Task requirements
1. In the mammography phantom text, list every goal that it says the simple but reliable methods should achieve.
2. Carry on the mammography phantom text, starting after its last sentence.

***** Provided passage

The American Cancer Society and American College of Radiology guidelines for the screening of asymptomatic women have made over 50 million women candidates for mammography. In view of the staggering numbers involved, it is critically important that simple but reliable methods be developed to assess system performance, to assure consistent system performance, and to assure consistent production of diagnostically useful images (1, 17).

1.2 The Development of the Standard of Reference

Phantoms for use in mammography should simulate a real breast as closely as possible (2). A list of desirable features for such a phantom can be found in Section 2, page 2-2. Note that the phantom should be able to test for both image quality and dose if system performance is to be evaluated. The phantoms must also be easy to use and yield images that may be unambiguously interpreted.

In developing the tissue-equivalent/realistically shaped phantom:

• Image Contrast may be measured quantitatively with standard densitometers though the use of the embedded step wedge.

• Dose may be calculated by "TLD" or by ion chamber placed on top of the phantom and converted to average glandular dose through conversion tables (3.6 and 3.7) in NCRP Report #985 (2). A suggested dose chart is shown in Figure 2-1.

**********
***** Provided information

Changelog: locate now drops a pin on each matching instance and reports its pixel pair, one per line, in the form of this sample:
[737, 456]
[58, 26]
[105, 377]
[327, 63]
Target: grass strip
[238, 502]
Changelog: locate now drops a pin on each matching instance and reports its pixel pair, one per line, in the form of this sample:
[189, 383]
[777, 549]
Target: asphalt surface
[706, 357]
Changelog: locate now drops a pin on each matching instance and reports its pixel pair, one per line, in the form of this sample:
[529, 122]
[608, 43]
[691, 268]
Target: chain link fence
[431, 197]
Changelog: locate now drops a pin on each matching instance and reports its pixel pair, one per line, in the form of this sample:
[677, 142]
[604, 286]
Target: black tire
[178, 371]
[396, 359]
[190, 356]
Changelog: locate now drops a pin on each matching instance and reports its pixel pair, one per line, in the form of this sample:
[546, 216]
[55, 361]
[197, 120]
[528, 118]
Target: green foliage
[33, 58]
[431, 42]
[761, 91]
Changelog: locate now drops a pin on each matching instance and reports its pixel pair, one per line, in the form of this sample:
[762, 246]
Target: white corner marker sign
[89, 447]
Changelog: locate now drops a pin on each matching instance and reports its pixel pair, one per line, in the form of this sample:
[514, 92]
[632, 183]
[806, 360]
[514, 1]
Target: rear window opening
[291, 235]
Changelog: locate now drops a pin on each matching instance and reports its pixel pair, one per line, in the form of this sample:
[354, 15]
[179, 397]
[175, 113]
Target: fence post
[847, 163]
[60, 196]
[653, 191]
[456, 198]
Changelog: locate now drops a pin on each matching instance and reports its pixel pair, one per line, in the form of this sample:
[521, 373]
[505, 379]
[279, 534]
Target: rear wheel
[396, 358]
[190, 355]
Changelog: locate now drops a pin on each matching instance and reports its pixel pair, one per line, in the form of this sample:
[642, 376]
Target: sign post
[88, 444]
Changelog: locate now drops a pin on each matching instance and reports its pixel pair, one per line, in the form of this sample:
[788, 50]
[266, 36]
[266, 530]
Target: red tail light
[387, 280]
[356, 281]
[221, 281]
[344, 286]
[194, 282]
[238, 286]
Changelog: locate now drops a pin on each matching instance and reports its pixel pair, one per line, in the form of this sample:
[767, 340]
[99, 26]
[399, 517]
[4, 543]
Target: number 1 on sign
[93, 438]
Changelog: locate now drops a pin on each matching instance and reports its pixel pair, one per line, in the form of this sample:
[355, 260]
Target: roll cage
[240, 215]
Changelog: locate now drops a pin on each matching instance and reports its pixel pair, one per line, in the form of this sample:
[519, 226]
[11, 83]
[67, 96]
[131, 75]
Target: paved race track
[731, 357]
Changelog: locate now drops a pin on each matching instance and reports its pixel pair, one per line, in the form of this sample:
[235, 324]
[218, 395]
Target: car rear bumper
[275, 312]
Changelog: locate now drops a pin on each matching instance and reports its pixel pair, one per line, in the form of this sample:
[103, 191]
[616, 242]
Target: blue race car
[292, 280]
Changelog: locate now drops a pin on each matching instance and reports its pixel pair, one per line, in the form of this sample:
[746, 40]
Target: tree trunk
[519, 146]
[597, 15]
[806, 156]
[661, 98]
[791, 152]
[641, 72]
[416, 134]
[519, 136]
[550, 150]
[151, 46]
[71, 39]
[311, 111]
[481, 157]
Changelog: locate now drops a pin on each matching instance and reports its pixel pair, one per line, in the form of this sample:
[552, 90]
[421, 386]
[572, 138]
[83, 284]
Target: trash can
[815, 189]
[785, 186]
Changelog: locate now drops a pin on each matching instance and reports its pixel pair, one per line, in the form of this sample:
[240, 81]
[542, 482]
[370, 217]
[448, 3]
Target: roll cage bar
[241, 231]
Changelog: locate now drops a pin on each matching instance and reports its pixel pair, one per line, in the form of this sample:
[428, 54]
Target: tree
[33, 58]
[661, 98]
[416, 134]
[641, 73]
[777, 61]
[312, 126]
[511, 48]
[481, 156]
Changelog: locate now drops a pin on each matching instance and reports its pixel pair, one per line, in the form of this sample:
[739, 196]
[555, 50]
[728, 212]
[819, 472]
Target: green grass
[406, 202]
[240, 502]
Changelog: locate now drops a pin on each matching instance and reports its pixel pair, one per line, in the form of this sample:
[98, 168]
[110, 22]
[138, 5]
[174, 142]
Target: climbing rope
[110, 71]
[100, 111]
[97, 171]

**********

Answers for each item
1.
- Assess system performance
- Assure consistent system performance
- Assure consistent production of diagnostically useful images

2.
• Resolution - Simulated tumors and microcalcifications of known size and location are embedded in the phantom for qualitative evaluation. The smallest microcalcifications and tumors are small enough that they will not normally be detected.

1.3 The Realistically Shaped, Tissue-Equivalent Series of Breast Phantoms

Shape

Standard dental modeling techniques were used to obtain molds of the compressed right breast of a volunteer female subject. This breast is 4.5 cm thick and 18 cm in width.

Materials

Tissue-equivalent resin molding techniques were used. The system of resins used have been developed over the past six years to permit mimicking of any body tissue at different diagnostic x-ray levels. The elemental composition of the simulating tissue as compared to Hammerstein's analysis (11) of human tissue is shown in Table 2-1. Also shown in Table 2-2 are comparisons of linear attenuation coefficients for actual and simulated tissue.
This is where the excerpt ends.